■ **WHAT TO DO**
(1) Render this sentence from the media server article below in Spanish: "Developers can load only the components they need."
(2) According to the media server article below, in what year did Cognitronics begin making automatic number announcers for Western Electric?
(3) Carry the media server article below forward from its last sentence.
---- SOURCE DOCUMENT
A 20-person startup, aTelo (Arlington, VA - 703-276-9000, is unabashedly pro-software and their media server is built to run on whatever Pentium-based hardware a buyer wants to use. There's no proprietary DSP hardware, not even off-the-shelf voice processing boards. On a dual-Pentium 3 pizza-box platform (running at 1 GHz), the company reports it can handle 200 channels (jumping to 400 channels midyear with 3 GHz chips) - the benchmark is derived from supporting their ProVoice voicemail application, not from a minimalist announcements-only benchmark (the company says a CPU approach works very well for all but N-way conferencing and high-throughput transcoding work, where DSPs are to be preferred).

The aTelo software expects to receive SIP requests and to gain access to various files on other servers via HTTP - the interface for defining what happens when a SIP request is made is a custom (but Visual Basic-like) script that provides access to various components providing services like ASR, TTS, T.38 fax, DTMF, and so on. Developers can load only the components they need. Where different packages provide overlapping features with different strengths (different speech packages for different languages, for instance), it's possible to load multiple components, so there's some real flexibility. Though aTelo believes its script language has more capability and handles features that VoiceXML doesn't provide, it also supports (by translating on the fly) standard VoiceXML apps. At present, aTelo offers an enterprise version of the media server, which allows multiple servers grouped by virtue of a supervising SIP proxy server. Later in the year there are plans for a clustered version that will present multiple servers to the network as a single IP address.


Cognitronics (Danbury, CT - 203-830-3400, is different from other media server box makers in that it's not a startup, not by a long shot. The company has been around since 1961, when it began making automatic number announcers for Western Electric. In the analog world, when a Class 5 switch needs an announcement made, there's a fair chance that the box that actually makes that announcement was made by Cognitronics.

From there, it's a natural step to making an announcement box for the IP world. Rather than abandon TDM outright, Cognitronics aids gradual migration for its carrier customers by making hybrid media servers. You can mix and match cards that talk TDM and IP.
--------
---- DATA EXTRACT
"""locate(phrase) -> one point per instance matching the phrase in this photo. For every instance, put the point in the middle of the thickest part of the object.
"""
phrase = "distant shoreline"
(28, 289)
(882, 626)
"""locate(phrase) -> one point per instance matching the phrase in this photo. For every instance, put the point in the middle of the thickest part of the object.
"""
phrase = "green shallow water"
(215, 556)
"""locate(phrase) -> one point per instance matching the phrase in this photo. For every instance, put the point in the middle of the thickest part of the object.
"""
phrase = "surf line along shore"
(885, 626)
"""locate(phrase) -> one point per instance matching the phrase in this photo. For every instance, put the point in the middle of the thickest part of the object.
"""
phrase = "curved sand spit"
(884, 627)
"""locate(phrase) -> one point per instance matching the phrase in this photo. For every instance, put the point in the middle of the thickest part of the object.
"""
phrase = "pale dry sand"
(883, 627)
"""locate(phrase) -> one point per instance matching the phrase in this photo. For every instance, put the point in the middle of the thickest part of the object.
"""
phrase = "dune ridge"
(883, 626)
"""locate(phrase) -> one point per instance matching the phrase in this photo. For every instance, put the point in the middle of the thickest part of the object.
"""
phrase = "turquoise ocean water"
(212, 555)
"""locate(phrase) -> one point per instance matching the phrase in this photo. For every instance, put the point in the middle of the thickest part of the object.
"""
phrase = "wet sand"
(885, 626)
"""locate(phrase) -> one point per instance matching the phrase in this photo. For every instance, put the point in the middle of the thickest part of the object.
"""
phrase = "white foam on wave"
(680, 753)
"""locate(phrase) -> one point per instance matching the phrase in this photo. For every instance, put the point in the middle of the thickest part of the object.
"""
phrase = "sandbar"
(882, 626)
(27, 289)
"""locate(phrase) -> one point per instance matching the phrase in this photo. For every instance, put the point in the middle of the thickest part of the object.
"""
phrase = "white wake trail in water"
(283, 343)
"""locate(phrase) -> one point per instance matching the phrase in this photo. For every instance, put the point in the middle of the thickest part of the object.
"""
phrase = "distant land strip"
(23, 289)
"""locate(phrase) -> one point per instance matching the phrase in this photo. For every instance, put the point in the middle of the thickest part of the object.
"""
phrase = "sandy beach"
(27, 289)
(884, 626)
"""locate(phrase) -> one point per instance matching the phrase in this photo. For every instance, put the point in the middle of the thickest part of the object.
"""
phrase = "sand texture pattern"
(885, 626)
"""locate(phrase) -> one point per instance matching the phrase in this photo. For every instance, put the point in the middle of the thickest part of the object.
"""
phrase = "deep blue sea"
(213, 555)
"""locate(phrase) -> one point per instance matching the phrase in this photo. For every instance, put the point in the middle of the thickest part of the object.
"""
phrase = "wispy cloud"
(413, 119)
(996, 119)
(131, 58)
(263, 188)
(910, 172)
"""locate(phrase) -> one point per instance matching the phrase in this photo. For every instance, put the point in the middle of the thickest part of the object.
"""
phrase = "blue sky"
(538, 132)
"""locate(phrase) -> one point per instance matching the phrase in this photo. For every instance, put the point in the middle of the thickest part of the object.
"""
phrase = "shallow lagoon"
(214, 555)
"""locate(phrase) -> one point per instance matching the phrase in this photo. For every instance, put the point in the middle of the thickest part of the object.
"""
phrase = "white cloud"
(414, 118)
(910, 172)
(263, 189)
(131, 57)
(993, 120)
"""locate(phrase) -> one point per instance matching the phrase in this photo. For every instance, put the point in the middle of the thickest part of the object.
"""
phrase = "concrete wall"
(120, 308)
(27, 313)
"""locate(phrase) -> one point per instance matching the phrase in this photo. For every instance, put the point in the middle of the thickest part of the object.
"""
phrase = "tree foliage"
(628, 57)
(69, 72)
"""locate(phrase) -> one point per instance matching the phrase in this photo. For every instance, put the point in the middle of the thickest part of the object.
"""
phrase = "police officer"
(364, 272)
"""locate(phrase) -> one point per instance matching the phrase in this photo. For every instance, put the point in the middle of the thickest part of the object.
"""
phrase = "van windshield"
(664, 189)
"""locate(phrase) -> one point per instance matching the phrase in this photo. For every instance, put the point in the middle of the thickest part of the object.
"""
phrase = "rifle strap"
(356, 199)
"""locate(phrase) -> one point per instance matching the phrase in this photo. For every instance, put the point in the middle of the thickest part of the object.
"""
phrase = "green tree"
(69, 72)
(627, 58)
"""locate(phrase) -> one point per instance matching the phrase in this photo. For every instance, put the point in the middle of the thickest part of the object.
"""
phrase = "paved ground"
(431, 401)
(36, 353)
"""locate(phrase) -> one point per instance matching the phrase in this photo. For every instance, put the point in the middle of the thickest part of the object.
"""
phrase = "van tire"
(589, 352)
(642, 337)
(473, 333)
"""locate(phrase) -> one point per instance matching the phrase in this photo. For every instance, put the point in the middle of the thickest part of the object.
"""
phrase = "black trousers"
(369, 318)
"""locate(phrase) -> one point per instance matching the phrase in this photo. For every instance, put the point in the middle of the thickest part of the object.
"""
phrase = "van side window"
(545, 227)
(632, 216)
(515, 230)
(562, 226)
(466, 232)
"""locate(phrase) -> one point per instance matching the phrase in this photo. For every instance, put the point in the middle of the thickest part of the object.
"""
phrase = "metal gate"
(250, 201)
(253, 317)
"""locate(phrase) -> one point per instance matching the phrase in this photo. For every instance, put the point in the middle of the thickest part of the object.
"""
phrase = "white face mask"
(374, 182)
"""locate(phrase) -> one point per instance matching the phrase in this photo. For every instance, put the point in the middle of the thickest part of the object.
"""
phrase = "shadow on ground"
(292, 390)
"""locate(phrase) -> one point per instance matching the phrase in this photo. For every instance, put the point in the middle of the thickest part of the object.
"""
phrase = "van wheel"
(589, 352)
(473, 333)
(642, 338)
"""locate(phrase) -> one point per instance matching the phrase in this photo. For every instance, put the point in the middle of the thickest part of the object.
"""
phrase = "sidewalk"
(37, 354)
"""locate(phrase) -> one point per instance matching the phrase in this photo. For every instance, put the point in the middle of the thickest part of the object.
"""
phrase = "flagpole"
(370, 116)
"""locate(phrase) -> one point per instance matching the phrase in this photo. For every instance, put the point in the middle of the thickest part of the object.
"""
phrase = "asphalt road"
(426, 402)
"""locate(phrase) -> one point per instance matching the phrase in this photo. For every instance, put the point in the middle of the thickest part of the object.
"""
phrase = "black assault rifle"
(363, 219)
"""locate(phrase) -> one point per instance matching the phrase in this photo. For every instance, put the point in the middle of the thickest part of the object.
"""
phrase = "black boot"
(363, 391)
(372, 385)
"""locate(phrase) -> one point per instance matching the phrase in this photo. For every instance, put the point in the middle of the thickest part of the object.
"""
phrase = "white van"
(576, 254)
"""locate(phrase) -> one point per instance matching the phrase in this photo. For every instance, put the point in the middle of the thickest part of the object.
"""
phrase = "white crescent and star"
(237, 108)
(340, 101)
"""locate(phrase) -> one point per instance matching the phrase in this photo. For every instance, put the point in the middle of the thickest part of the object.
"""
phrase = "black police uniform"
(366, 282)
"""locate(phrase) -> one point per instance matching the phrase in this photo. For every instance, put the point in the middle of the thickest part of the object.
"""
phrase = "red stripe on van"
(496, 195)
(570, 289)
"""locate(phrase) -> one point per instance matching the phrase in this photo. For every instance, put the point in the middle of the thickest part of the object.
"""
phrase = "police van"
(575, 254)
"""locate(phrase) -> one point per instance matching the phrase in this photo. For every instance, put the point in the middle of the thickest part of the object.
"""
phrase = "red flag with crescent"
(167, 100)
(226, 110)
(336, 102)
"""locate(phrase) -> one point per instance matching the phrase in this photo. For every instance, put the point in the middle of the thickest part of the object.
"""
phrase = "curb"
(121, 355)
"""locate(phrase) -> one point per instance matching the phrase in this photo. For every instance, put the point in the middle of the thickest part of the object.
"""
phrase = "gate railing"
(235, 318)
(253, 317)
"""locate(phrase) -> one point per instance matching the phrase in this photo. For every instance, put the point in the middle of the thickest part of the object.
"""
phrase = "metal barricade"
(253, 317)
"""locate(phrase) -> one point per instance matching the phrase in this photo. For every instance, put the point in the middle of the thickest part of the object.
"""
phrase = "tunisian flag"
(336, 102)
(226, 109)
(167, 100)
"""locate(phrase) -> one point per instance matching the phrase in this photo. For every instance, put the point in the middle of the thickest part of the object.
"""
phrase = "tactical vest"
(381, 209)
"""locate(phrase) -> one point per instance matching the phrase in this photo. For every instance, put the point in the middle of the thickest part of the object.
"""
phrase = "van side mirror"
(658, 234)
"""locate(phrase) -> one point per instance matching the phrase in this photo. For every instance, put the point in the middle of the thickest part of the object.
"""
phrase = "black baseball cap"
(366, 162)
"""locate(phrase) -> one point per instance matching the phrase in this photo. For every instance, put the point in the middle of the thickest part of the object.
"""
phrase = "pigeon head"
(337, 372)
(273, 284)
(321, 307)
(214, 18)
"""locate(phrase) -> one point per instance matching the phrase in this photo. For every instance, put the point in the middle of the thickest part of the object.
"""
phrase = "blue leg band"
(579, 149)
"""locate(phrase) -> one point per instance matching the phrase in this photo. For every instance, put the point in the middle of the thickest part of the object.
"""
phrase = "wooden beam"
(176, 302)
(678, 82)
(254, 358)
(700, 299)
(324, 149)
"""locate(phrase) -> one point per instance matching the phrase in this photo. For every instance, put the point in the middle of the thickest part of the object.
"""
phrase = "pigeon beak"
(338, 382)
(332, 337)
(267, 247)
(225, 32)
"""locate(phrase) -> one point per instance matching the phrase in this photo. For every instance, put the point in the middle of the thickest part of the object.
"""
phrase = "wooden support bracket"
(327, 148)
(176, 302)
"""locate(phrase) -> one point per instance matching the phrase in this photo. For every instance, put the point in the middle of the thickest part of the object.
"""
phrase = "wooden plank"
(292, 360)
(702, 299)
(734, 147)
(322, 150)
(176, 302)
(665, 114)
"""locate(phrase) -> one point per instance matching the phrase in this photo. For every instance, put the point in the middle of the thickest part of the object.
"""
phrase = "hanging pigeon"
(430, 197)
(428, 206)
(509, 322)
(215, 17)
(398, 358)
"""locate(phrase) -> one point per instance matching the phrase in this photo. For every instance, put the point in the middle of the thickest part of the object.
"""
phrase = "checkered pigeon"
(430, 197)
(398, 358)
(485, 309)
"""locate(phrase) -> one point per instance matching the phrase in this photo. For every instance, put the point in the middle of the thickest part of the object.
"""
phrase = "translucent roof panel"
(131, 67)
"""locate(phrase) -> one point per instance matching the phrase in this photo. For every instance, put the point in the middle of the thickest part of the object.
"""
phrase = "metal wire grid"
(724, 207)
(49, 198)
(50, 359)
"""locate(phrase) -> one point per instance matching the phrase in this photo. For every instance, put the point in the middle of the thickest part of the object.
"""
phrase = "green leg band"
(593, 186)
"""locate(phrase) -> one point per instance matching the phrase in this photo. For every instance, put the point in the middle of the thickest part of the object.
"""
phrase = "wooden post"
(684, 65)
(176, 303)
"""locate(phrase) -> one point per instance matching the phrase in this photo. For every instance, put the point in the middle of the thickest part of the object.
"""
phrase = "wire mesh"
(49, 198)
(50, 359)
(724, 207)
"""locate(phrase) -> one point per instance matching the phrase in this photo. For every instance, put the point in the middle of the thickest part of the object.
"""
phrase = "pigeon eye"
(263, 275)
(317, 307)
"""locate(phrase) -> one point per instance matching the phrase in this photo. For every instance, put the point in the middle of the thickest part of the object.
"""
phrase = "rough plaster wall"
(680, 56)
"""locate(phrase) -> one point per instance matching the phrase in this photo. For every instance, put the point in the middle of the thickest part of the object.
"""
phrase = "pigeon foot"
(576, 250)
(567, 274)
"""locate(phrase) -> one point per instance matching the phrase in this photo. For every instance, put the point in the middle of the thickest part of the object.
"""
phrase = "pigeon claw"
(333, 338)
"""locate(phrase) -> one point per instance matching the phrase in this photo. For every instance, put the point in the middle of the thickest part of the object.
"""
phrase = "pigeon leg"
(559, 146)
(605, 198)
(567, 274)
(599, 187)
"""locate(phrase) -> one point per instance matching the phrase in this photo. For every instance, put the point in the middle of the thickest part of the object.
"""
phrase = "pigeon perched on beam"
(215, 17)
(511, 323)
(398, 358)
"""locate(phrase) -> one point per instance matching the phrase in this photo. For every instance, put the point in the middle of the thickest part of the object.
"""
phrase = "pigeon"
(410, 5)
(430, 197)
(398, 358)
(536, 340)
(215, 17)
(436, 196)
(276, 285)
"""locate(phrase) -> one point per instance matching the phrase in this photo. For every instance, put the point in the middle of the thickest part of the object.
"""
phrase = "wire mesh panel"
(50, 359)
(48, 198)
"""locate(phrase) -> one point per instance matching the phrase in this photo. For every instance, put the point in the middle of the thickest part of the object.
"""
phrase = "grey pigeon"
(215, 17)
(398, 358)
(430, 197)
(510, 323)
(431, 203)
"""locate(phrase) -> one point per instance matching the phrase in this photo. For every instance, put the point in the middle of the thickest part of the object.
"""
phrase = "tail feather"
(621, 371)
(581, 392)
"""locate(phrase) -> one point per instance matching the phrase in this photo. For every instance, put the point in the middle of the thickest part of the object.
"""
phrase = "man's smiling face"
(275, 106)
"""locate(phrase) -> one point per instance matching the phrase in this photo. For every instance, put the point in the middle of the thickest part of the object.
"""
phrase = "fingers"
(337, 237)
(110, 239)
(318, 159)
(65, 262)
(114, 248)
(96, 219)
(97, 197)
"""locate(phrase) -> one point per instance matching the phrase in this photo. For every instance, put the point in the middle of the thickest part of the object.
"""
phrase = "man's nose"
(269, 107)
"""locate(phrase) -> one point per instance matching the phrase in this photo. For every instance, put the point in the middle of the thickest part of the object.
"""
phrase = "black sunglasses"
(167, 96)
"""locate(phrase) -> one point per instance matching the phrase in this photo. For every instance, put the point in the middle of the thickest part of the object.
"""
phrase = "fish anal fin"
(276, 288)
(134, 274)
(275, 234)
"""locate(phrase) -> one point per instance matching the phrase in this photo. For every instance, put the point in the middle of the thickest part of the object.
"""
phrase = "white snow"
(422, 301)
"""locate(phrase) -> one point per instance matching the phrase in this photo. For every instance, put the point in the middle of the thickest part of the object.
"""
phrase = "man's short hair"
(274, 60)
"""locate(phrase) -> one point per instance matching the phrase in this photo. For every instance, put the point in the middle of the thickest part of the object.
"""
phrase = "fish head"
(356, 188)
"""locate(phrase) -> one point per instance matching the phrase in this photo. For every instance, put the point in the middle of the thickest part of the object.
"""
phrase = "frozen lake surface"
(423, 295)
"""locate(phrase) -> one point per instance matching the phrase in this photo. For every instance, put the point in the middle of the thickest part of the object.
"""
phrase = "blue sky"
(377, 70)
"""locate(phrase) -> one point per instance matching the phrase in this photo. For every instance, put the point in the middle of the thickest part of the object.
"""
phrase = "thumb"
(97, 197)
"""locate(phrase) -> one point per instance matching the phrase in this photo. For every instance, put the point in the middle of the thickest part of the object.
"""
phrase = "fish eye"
--------
■ **ANSWERS**
(1) Los desarrolladores pueden cargar solo los componentes que necesitan.

(2) 1961.

(3)
At present, the Cognitronics media server offering is called Cognitronics Exchange or CX. It comes in four flavors, beginning with the small CX500, which includes one T1/E1 board and a 100 Mb/s ethernet LAN. Dual LAN support and a VoIP Media Interface board will be available later this year. Scaling up through the CX1000 and CX3000, one arrives at the CX4000, the current top of the Cognitronics line, a 5U chassis with up to six processing boards (horizontally mounted for sidelong airflow that doesn't channel heat up the rack to the next component). Options for those slots include VoIP, E1/T1 (with a quad E1/T1 version of the board on the way), and ATM (OC3).


For its CMS-6000, Convedia (Vancouver, BC - 604-918-6300, made the investment in proprietary DSP boards, packet switched backplane, N+1 redundancy, and system software. The ROI is a carrier-class 13U "purpose built" media server that scales up to 18,000 ports. Acting purely as a slave in a softswitch architecture, controlled by MGCP and MEGACO, the CMS-6000 devotes itself purely to media processing. The 6000's DSPs perform the basic media functions (voice detection, DTMF detection, mixing, etc.) on behalf of service logic running on remote app servers (or softswitches) for conferencing, IVR, announcements, and network notifications. With its recent support of SIP as a device control protocol, the 6000's onboard software accepts "invites" as well and can now be controlled by SIP-compliant endpoints.

The performance of the CMS-6000 is astonishing: The DSP horsepower and high-bandwidth backplane allow, on paper, for all 18,000 ports to be engaged simultaneously in 900 separate conferences of 20 callers each. Try doing that with off-the-shelf components! While the CMS-6000 does not currently support TTS/ASR as a core function, instead delegating them to external servers, plans are under way to program them into the 6000.


Like some other media server makers, IP Unity (Milpitas, CA - 408-957-0800, saw they couldn't build their 16,000-port platform from components, so they did it from scratch. Proprietary DSP boards networked by an ATM backplane (2.5 Gbps) let its 13U Harmony6000 achieve impressive specs. As a conference bridge, it can mix together 5,000 three-way calls - that's simultaneous media activity on all ports! DSP resources can be allocated ahead of time so that the MIPs are available to handle specific apps. IP Unity is working on dynamic resource allocation, which would allow the 6000 to handle spikes in media load. Carrier-class credentials are earned in the reliability department as well. Media cards rest on a NEBS-compliant chassis with redundant controllers. DSP chips are organized into smaller subsets, in which each farm - there are 256 - has its own signaling message processor. If the message processor should fail, the other farms continue on. It supports the usual standards-based control protocols - H.323, MGCP, MEGACO -and the box's 16 100BaseT Ethernet interfaces gives it a fat pipe to the IP cloud. ATM interfaces (OC-3 and OC-12) are being planned.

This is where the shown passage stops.